• **Problem requirements**: Please pull out every line in the records below that contains the word "spectator" and copy each such line in full.

• **Data excerpts**:
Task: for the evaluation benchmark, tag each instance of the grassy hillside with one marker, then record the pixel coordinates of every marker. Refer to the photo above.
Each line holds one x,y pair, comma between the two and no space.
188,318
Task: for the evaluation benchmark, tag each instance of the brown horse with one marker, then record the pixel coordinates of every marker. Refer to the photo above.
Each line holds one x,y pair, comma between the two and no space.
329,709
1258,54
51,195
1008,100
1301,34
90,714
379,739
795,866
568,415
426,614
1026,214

---

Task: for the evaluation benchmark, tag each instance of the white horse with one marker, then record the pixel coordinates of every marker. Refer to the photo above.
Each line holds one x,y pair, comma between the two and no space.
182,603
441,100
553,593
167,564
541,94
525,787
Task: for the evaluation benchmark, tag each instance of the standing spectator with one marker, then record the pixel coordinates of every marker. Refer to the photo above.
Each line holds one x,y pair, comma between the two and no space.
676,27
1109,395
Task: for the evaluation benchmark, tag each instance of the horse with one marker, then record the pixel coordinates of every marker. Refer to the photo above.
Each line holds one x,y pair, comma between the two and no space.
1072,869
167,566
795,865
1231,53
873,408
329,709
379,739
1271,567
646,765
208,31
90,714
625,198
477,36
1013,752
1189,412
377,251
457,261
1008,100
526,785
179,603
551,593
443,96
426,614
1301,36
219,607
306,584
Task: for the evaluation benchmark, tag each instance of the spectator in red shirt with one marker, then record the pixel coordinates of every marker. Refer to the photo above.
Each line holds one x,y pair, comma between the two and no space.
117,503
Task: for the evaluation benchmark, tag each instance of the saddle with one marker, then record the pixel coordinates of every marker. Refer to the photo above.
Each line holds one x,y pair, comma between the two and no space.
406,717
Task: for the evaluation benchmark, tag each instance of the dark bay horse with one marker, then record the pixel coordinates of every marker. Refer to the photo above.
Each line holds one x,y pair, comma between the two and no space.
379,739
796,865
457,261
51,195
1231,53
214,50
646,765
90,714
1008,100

==

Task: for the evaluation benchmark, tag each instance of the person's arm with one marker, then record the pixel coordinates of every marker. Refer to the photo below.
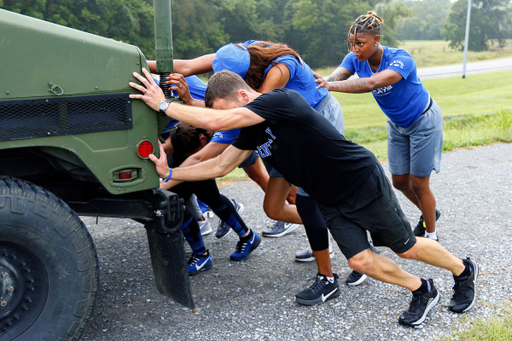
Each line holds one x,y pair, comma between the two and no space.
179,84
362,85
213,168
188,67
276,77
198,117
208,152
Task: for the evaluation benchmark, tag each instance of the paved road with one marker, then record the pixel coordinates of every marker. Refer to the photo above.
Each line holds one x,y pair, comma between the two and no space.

• **Complete output**:
Task: for the evaluation benchmark, tag each instance of the standing spectator with one marker, then record the pixel coordinates of every marker. Refer to the photo above.
Task: for the evaluation benchmark, tag each instance of the spectator in red shirt with one marker, then record the pixel coordinates of every marker. Refer to the photo above.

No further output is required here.